To whom it may concern,
I feel compelled to state that I will not be watching England play in the World Cup this year.
I am absolutely disgusted by the way migrant workers have been treated in Qatar. I am not going to go into any details since you should be painfully aware of the working conditions in Qatar. While I fully and strongly support actions to enlighten people on the question of racism or the LGBT community it seems that the life or death matter of people working in Qatar have quietly been buried under the centre circle of many stadiums (figure of speech) but I’m sure you get the idea.
This is not an easy decision for me for I love to watch football, I’m really gutted. I watched England win the World Cup in 1966 (there are less and less of us who can say that) …. at the time people poured out of their homes and onto the streets after the game to celebrate the victory.
I’ve watched every World Cup since and this was not an easy thing to do. I moved to Canada in 1967 and football up until the last decade or so was very difficult to watch since soccer was barely on the radar of sports or the public mind in Canada. In fact I took a lot of ridicule being a football fan in those days.
So I’m sicken not to be able to watch the World Cup, but there you have it.
Over the years I helped many Canadians to become interested in football and have been instrumental in at least 20 people becoming serious fans of Liverpool FC in particular, some of whom have travelled all the way to Anfield to watch a game.
So, I’m very disappointed in the FA for not making a stand on what was going on in Qatar, for if you had acknowledged the situation in some way, I could have maybe justify watching the World Cup. I’m 70 years old and who knows if I’ll be around to watch another one.
It’s all very very sad.
A tainted World Cup
It was discussed in the mailbox that somehow the World Cup winner would feel tainted. It won’t. Not to the players and not to 99% of fans. Once the tournament starts, the sport is the sport and the location of the tournament does not affect how we view the winners.
____
**PROMPT A**:
Duplicate everything in the letter from "This is not" down to "you have it.".
The letter above has no connection to the listing that comes next.

**INFORMATION PROVIDED**:
____
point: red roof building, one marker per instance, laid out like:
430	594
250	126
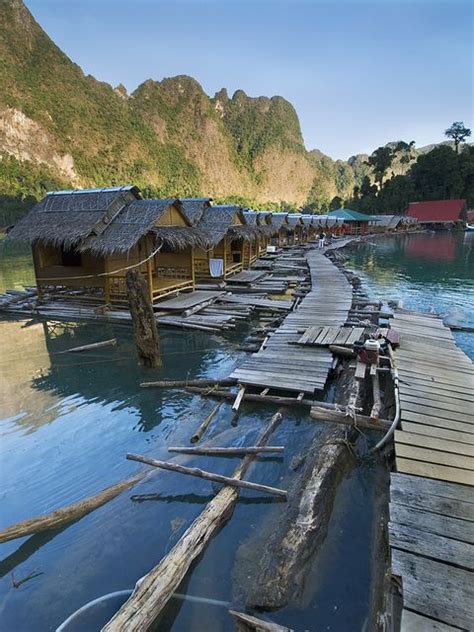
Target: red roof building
438	211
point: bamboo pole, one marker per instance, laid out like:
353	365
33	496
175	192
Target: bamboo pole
____
**PROMPT B**:
Report only the number of lines in the listing that contain the word "pole".

**SOLUTION A**:
This is not an easy decision for me for I love to watch football, I’m really gutted. I watched England win the World Cup in 1966 (there are less and less of us who can say that) …. at the time people poured out of their homes and onto the streets after the game to celebrate the victory.
I’ve watched every World Cup since and this was not an easy thing to do. I moved to Canada in 1967 and football up until the last decade or so was very difficult to watch since soccer was barely on the radar of sports or the public mind in Canada. In fact I took a lot of ridicule being a football fan in those days.
So I’m sicken not to be able to watch the World Cup, but there you have it.

**SOLUTION B**:
2